[START OF Excerpted text]

Is there anything more festive than a holiday cookie exchange? Stephanie Deiter, director of human resources at the Venice YMCA, would say no.
Every year, Deiter bakes six dozen cookies and decorates her Venice home for her annual holiday cookie exchange, which she’s been hosting for almost 20 years. She sends her husband and son out to do their holiday shopping and gathers a group of girlfriends, who have been attending the exchange since its inception. What began as a casual gathering has turned into what the group considers a can’t-miss holiday party—one that’s fueled by both sugar and friendship.
“I’m from New Jersey, and Christmas cookies were a big part of our holidays,” Deiter explains. “So I felt like hosting a cookie exchange with moms I’d met through my son’s preschool would be a great opportunity for a girls’ night in. I’ve been hosting it ever since, and my son is about to turn 22.”
Deiter’s exchange usually happens the Thursday before Christmas, so the cookies will be fresh for the holiday. As guests arrive, dressed in their festive best, their trays of cookies are laid out on a table along with holiday punches, hors d’oeuvres and wine. After an evening of eating, drinking and catching up, everyone fills her empty tray with a pile of cookies, resulting in a gorgeous array that you’d be hard-pressed to find at any grocery store or bakery.
“I usually expect about 15-20 people; the largest I’ve ever had has been 25,” Deiter says. “Some years, I have to hold the party in my garage because there’s so many people.”

[END OF Excerpted text]
[START OF Information shown]

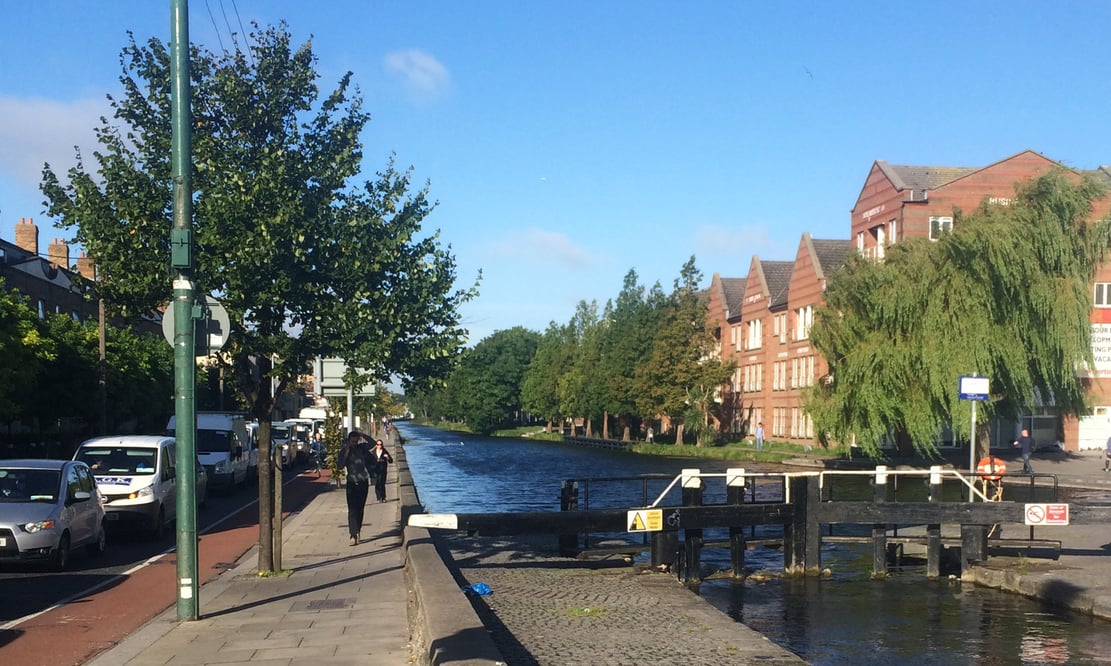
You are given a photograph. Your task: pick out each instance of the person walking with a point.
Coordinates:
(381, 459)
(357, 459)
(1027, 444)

[END OF Information shown]
[START OF Information shown]

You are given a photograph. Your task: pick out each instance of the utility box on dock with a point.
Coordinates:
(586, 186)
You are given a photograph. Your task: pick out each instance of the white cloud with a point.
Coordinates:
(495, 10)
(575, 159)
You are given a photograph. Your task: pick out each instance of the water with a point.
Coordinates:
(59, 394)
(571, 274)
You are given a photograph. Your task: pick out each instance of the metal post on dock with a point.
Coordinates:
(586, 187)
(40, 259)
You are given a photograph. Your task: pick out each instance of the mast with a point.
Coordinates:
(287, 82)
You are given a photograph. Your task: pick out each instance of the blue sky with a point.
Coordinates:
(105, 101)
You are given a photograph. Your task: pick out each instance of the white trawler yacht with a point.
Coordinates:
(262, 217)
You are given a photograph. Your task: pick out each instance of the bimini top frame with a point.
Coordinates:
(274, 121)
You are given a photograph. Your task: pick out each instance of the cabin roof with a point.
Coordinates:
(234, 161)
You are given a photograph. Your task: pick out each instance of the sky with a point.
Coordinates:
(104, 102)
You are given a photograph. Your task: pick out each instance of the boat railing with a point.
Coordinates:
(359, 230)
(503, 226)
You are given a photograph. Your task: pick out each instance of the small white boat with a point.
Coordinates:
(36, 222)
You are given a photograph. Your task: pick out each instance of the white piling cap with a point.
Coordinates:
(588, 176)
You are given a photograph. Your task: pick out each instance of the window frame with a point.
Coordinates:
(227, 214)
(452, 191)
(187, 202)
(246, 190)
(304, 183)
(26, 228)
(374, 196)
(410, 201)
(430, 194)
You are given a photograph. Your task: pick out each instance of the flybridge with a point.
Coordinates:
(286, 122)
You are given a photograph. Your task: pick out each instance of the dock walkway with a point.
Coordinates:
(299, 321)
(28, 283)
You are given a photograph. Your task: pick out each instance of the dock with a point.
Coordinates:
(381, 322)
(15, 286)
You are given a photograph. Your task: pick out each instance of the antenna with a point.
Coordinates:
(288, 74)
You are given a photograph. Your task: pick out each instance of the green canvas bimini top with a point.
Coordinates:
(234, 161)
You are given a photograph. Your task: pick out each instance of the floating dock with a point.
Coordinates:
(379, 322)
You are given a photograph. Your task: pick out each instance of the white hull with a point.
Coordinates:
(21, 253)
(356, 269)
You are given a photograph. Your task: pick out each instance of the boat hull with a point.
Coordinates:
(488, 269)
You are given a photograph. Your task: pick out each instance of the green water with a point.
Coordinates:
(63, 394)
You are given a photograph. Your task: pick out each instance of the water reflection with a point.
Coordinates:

[END OF Information shown]
[START OF Information shown]

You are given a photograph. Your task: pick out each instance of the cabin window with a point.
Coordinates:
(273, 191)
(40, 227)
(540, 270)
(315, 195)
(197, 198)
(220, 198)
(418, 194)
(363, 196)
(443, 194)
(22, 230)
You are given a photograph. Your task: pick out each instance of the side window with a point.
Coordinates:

[END OF Information shown]

#### [Given problem]
Quote the passage of the cookie exchange article between "Is there anything" and "sugar and friendship.", inclusive. These records have no connection to the holiday cookie exchange article.

#### [Reply]
Is there anything more festive than a holiday cookie exchange? Stephanie Deiter, director of human resources at the Venice YMCA, would say no.
Every year, Deiter bakes six dozen cookies and decorates her Venice home for her annual holiday cookie exchange, which she’s been hosting for almost 20 years. She sends her husband and son out to do their holiday shopping and gathers a group of girlfriends, who have been attending the exchange since its inception. What began as a casual gathering has turned into what the group considers a can’t-miss holiday party—one that’s fueled by both sugar and friendship.